Locate every line in the material below that contains the string "grass", matching case exactly, and copy each such line in full.

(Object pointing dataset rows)
[BEGIN]

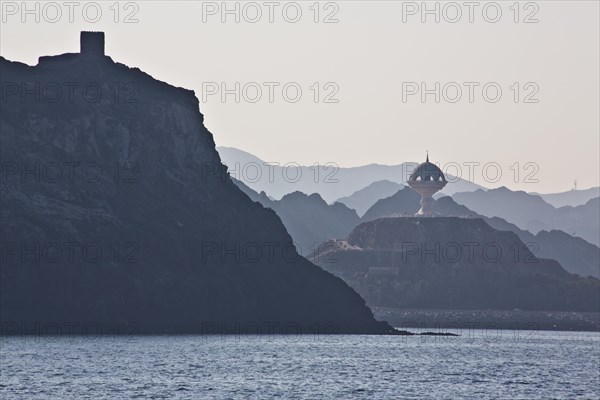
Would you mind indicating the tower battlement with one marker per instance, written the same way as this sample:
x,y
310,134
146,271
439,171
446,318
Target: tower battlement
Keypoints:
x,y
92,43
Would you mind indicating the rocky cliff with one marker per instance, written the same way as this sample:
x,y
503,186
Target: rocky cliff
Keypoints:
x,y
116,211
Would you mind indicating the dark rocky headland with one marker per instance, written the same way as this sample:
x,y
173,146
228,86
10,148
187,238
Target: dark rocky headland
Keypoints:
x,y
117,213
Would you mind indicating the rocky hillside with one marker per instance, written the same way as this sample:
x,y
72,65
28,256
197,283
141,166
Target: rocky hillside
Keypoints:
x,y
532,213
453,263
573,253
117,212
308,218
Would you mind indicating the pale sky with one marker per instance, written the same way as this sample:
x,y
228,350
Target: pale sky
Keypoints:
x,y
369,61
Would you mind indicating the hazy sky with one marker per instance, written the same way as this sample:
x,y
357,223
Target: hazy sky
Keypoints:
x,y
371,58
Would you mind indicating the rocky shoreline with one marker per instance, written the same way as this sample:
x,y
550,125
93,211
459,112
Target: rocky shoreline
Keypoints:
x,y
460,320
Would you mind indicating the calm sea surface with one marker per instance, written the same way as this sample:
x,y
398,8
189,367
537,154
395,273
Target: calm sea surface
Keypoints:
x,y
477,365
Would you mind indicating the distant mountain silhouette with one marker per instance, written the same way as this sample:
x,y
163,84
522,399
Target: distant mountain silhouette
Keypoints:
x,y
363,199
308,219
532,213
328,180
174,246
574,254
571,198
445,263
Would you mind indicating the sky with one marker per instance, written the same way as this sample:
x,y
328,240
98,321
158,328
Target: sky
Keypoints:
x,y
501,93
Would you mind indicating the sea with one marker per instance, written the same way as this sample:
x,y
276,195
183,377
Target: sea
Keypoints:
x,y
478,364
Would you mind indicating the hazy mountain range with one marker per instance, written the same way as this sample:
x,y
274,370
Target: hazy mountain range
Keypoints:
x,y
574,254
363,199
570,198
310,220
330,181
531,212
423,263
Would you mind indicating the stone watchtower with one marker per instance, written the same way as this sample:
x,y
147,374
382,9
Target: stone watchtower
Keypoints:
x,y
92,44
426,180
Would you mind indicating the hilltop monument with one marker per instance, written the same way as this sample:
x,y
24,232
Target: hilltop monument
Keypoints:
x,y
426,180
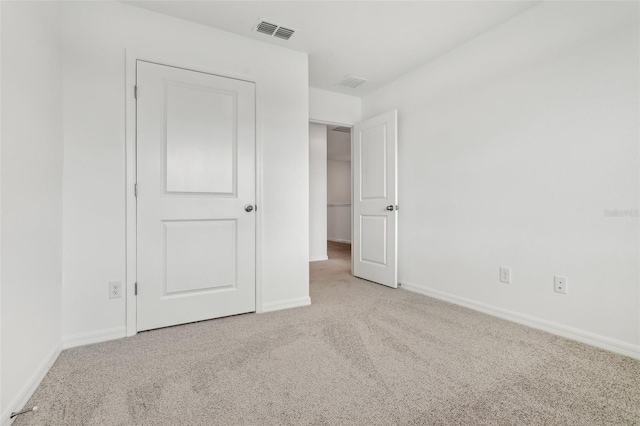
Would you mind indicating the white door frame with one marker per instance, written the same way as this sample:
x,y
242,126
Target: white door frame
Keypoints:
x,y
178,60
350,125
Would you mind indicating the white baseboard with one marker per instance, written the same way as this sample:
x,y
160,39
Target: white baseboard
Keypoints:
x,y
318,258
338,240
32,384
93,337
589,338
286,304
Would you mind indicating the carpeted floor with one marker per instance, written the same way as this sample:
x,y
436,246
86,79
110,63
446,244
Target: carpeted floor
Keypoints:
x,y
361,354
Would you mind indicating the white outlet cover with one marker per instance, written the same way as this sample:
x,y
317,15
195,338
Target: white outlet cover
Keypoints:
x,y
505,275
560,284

[END]
[BEGIN]

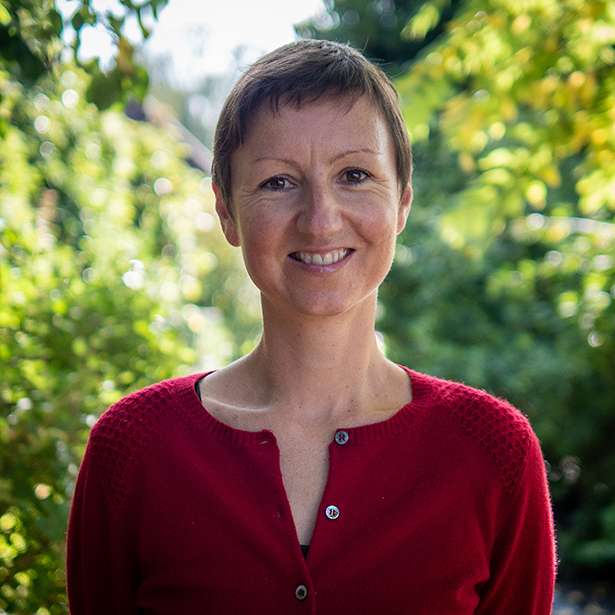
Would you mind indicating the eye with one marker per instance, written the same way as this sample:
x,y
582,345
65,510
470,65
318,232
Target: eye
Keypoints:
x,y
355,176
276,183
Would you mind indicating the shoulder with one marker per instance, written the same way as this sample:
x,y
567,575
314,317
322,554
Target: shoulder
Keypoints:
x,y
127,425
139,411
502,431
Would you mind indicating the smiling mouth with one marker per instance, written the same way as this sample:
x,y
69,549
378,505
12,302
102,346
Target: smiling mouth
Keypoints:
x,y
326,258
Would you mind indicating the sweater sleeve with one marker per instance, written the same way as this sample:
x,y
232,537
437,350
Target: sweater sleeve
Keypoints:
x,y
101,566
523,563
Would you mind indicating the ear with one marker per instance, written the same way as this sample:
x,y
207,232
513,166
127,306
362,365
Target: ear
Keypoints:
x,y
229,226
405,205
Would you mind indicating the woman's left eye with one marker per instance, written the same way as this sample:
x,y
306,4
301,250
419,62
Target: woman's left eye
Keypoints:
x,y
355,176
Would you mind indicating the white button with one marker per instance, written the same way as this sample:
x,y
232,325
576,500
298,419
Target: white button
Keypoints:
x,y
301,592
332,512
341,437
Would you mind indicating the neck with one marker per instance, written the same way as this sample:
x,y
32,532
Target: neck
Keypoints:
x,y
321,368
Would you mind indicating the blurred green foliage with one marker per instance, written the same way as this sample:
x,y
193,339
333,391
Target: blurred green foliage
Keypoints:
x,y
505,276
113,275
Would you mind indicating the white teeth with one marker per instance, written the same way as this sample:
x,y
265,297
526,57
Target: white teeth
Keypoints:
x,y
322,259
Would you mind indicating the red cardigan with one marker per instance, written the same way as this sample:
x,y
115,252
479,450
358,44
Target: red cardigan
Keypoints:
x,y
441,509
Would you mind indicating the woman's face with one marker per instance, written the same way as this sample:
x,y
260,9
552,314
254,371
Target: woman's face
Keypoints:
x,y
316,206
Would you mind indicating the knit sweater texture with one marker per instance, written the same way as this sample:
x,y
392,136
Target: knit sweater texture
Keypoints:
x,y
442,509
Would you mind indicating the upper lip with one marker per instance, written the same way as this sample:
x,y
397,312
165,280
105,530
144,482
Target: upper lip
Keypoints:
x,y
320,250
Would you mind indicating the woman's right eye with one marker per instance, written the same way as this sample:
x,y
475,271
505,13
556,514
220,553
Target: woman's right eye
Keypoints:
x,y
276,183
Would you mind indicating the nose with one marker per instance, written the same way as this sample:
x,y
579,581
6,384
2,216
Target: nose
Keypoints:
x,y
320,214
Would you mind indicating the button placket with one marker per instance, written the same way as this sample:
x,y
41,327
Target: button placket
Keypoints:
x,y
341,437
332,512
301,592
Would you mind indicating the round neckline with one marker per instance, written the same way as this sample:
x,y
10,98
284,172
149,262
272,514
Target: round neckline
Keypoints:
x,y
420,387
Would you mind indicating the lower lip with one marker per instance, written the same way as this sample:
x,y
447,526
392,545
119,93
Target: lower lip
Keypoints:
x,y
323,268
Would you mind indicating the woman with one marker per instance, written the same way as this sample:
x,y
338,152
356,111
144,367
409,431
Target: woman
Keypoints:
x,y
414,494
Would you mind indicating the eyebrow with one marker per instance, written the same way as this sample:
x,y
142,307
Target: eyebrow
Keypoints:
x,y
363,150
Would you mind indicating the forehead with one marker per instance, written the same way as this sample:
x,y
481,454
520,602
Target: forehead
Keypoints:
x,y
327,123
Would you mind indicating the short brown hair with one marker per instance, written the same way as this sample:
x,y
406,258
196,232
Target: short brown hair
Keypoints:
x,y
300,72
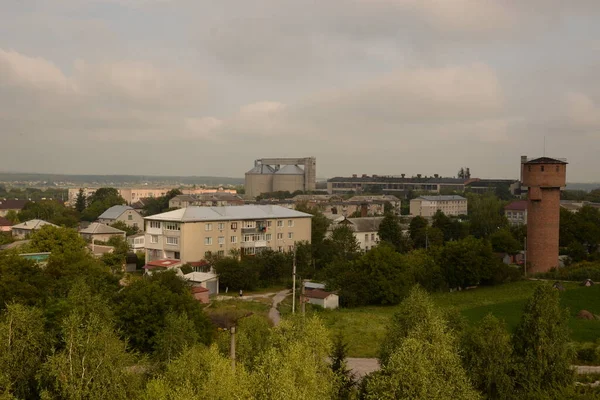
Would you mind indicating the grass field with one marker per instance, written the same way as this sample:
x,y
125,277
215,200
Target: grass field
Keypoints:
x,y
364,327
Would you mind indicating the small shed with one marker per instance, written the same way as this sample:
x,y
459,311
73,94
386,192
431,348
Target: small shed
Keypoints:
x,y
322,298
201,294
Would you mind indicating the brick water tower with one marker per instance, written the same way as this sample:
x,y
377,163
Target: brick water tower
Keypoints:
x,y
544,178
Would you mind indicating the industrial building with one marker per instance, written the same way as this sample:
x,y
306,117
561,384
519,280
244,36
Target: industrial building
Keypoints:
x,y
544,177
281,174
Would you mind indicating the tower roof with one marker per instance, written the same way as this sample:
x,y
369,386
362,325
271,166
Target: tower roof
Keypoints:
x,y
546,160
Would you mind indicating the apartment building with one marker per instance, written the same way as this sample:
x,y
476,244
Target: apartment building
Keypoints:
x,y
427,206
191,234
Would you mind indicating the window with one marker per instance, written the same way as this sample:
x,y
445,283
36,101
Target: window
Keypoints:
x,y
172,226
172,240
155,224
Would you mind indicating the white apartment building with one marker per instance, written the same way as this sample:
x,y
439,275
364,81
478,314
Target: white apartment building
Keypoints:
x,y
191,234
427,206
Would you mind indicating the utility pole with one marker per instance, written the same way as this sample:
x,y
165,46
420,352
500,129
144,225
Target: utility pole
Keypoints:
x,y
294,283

[END]
[BEGIN]

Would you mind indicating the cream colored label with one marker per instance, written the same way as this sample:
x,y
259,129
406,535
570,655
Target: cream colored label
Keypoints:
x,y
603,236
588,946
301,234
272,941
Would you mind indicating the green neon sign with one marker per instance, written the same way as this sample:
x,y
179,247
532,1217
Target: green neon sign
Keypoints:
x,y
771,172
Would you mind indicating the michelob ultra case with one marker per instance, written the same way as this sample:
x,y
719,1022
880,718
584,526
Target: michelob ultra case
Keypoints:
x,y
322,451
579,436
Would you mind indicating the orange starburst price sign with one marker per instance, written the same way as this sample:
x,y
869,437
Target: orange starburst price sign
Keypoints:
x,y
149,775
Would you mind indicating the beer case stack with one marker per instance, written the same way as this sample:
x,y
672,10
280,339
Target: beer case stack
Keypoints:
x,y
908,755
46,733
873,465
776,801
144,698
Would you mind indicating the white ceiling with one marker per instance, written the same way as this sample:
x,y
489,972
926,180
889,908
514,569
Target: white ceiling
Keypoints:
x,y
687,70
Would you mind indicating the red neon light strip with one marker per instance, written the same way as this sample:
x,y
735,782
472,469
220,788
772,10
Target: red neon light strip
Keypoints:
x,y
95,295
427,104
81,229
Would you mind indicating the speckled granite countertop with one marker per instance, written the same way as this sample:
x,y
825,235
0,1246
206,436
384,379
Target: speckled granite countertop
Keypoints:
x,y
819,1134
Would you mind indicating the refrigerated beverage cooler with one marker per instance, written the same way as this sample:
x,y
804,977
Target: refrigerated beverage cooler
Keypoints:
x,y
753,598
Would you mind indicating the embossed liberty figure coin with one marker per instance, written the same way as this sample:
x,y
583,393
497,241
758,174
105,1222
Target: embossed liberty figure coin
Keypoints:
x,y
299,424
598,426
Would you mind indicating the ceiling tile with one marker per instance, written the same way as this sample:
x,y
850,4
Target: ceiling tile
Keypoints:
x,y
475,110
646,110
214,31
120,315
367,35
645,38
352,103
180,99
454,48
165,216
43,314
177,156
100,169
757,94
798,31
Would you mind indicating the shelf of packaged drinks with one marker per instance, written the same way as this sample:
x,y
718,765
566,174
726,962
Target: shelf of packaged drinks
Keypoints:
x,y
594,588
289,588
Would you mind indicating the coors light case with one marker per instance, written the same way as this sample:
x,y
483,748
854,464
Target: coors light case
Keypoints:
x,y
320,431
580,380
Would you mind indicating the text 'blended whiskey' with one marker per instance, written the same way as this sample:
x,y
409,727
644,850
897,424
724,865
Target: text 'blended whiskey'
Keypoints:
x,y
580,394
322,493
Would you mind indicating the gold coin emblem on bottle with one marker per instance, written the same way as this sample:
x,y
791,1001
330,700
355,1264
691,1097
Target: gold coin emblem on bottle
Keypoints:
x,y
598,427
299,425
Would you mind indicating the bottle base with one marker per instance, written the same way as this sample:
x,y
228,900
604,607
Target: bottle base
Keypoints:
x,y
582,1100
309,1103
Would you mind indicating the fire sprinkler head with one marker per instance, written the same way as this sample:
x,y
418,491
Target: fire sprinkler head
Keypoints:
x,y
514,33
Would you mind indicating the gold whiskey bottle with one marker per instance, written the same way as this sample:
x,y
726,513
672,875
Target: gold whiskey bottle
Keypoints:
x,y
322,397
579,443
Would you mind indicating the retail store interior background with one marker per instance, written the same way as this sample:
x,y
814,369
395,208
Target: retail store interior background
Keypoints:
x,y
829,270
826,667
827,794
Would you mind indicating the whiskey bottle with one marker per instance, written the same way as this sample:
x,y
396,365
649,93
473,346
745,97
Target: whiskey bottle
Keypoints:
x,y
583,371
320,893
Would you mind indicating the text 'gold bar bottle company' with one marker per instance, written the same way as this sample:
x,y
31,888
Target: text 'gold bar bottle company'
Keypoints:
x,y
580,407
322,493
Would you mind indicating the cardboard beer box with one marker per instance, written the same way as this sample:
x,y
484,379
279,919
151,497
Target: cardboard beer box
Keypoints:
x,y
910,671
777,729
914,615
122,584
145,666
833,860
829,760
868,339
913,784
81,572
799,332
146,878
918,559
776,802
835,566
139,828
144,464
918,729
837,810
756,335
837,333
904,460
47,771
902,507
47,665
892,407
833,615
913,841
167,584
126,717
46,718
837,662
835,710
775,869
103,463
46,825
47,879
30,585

[END]

• [TASK RESULT]:
Would you mind indicating the grass field with one marker per instance, written the same way as this sample:
Target: grass field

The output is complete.